EXCERPTED TEXT =>

*-*-*

One sober year later, he’s reemerged with Nothing’s Gonna Change the Way You Feel About Me Now, which is the leap he’s been trying to make all along. It’s a dark, shadowy, unsparing album that builds on his love of soul music to more directly face his demons. On the first cut, “Am I That Lonely Tonight?,” the radio voice of his father taps into a deep well of loneliness, and the feeling only continues on “Unfortunately, Anna,” about a street-walker, and “Won’t Be the Last Time,” where he sings, “When I was young / I was dumb and I was free / Now I’m getting older / And I feel this world closing in on me.”

Photo by Joshua Black Wilkins

Nothing has its share of upbeat songs too, like “Baby’s Got a Bad Idea,” but most are about loss, and the production’s boldest touch, its horn section, reinforces that slow, dragging gravity that cuts across the album. The core of the band—Bryn Davies (upright bass), Paul Niehaus (electric guitar, steel guitar), Bryan Owings (drums), Skylar Wilson (piano, organ), and Cory Younts (guitar, piano)—is tighter than ever, slowing down to support Earle in a way that allows him to be completely himself: worn, weary, and ultimately wiser. Calling from his home in the SoHo neighborhood of Manhattan a few days before leaving on a spring tour, Earle talked about creating the new album, developing his guitar style, and confronting the past.

How has moving to New York City affected your songwriting?
Living in lower Manhattan has made me more informed than I used to be. I’m a much more eyes-wide-open songwriter, and I think that’s a result of the city. If you let your guard down here for a minute, you’re going to miss something really great, so I carry a notepad in my pocket to make sure I don’t let anything get by. There’s so much information to be had here, and I find the city to be the most inspiring place I’ve ever been. I love the pace, the accent, the speech, everything. I came here to see the things Woody Guthrie was talking about. He saw this awe-inspiring city, and that’s exactly what I found. The art here has no boundaries.

*-*-*

JOB 1 => Rewrite the interview excerpt about Earle's album from "Living in lower" to "has no boundaries.", replacing "notepad" with "notebook".
JOB 2 => Summarize the interview excerpt about Earle's album in two sentences.

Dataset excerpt
*-*-*

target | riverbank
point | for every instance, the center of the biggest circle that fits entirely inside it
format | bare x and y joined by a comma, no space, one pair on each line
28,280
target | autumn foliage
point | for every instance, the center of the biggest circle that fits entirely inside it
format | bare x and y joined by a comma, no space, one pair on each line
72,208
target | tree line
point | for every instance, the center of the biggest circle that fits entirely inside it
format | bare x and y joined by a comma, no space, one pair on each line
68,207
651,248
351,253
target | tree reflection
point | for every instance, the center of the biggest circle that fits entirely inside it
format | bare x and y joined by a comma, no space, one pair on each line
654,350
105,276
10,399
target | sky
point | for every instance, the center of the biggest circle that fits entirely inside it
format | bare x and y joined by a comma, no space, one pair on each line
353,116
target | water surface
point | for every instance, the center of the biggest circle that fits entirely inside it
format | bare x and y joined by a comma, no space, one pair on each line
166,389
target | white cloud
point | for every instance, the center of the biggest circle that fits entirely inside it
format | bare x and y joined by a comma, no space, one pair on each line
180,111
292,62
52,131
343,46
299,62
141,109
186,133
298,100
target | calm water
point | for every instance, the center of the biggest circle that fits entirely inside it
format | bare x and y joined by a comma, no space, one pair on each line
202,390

*-*-*

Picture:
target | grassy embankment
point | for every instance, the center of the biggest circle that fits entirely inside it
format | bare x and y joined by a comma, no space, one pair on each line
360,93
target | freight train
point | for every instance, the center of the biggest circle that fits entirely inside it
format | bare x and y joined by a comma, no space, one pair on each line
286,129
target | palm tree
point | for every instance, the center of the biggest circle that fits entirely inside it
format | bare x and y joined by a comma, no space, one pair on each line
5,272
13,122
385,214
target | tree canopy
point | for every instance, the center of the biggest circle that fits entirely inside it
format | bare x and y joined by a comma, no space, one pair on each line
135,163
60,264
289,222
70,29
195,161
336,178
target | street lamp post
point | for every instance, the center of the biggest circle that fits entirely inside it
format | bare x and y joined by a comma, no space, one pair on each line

*-*-*

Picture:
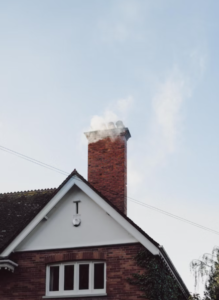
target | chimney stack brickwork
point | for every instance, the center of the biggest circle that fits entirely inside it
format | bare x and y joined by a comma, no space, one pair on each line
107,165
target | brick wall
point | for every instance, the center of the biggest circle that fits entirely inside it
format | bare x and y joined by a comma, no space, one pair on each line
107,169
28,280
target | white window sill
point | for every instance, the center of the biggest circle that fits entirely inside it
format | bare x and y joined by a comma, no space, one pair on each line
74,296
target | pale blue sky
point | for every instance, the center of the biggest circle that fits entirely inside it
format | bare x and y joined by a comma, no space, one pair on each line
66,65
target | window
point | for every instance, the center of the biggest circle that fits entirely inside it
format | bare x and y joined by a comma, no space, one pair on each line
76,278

*-*-*

TASK ANSWER 1 =>
Living in lower Manhattan has made me more informed than I used to be. I’m a much more eyes-wide-open songwriter, and I think that’s a result of the city. If you let your guard down here for a minute, you’re going to miss something really great, so I carry a notebook in my pocket to make sure I don’t let anything get by. There’s so much information to be had here, and I find the city to be the most inspiring place I’ve ever been. I love the pace, the accent, the speech, everything. I came here to see the things Woody Guthrie was talking about. He saw this awe-inspiring city, and that’s exactly what I found. The art here has no boundaries.

TASK ANSWER 2 => After a sober year, Earle has returned with Nothing's Gonna Change the Way You Feel About Me Now, a dark album that draws on his love of soul music to face his demons, with most of its songs about loss and a band that is tighter than ever. In the interview, he says living in lower Manhattan has made him a more eyes-wide-open songwriter who carries a notepad so nothing gets by him, and he calls the city the most inspiring place he has ever been.